The reconstruction of three-dimensional image data sets from two-dimensional projection images is already widely known from prior art. Computed tomography facilities (CT facilities) are mostly used to produce such three-dimensional image data sets in the x-ray imaging region, which are designed to be dedicated to the reconstruction of higher dimensional image data sets. Since that time, however, it has also been suggested to use other x-ray facilities, which can receive projection images by various projection directions in order to construct three-dimensional image data sets. A known example of this are C-arm x-ray facilities, which have a C-arm, on which an x-ray emitter and an x-ray detector, which lie opposite one another, are arranged. The receiving arrangement formed in this way can, for example, be rotated around the patient, in order to be able to receive the projection images and reconstruct a three-dimensional image data set therefrom.

> **Instructions for the task**
Copy out the passage above on reconstructing three-dimensional image data sets from x-ray projection images, word for word and in full.

> **Extracted material**
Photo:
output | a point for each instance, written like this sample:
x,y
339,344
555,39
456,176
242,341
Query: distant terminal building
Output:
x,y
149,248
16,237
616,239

> **The answer**
The reconstruction of three-dimensional image data sets from two-dimensional projection images is already widely known from prior art. Computed tomography facilities (CT facilities) are mostly used to produce such three-dimensional image data sets in the x-ray imaging region, which are designed to be dedicated to the reconstruction of higher dimensional image data sets. Since that time, however, it has also been suggested to use other x-ray facilities, which can receive projection images by various projection directions in order to construct three-dimensional image data sets. A known example of this are C-arm x-ray facilities, which have a C-arm, on which an x-ray emitter and an x-ray detector, which lie opposite one another, are arranged. The receiving arrangement formed in this way can, for example, be rotated around the patient, in order to be able to receive the projection images and reconstruct a three-dimensional image data set therefrom.